WORK REQUEST:
Please return the lines below verbatim, beginning at the one that has "of the raised" and stopping after the one that has "of the belt", and add no other lines.

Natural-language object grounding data
━━━━━━━━━━━━━━━━━━━━━━━━━━━━━━

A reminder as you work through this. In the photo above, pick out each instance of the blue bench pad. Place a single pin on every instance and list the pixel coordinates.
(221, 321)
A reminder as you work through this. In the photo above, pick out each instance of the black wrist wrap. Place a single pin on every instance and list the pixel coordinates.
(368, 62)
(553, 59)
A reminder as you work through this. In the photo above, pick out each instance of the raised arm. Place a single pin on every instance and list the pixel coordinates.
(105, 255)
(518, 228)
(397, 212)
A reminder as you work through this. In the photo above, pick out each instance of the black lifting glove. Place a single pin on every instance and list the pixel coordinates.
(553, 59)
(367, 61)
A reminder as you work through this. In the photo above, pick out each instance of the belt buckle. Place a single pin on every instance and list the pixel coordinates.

━━━━━━━━━━━━━━━━━━━━━━━━━━━━━━

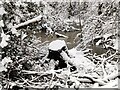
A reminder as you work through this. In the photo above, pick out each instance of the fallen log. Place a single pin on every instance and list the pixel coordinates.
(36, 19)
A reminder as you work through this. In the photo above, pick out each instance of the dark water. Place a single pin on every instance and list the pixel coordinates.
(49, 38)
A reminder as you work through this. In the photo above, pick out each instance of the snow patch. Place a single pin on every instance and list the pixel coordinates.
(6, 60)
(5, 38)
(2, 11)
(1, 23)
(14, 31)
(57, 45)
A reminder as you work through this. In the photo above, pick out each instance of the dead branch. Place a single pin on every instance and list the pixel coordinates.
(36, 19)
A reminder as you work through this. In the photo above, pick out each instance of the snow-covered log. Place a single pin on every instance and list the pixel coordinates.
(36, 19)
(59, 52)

━━━━━━━━━━━━━━━━━━━━━━━━━━━━━━

SOLUTION TO THIS EXERCISE:
A reminder as you work through this. In the photo above, pick out each instance of the raised arm. Place a single pin on every instance and list the pixel coordinates.
(105, 255)
(518, 228)
(397, 212)
A reminder as you work through this. In the photo above, pick out each instance of the black lifting glove. Place a single pin on every instance and list the pixel coordinates.
(553, 59)
(367, 61)
A reminder as you work through this. In the photo above, pick out each instance of the belt buckle. Place a single pin on every instance and list the pixel coordinates.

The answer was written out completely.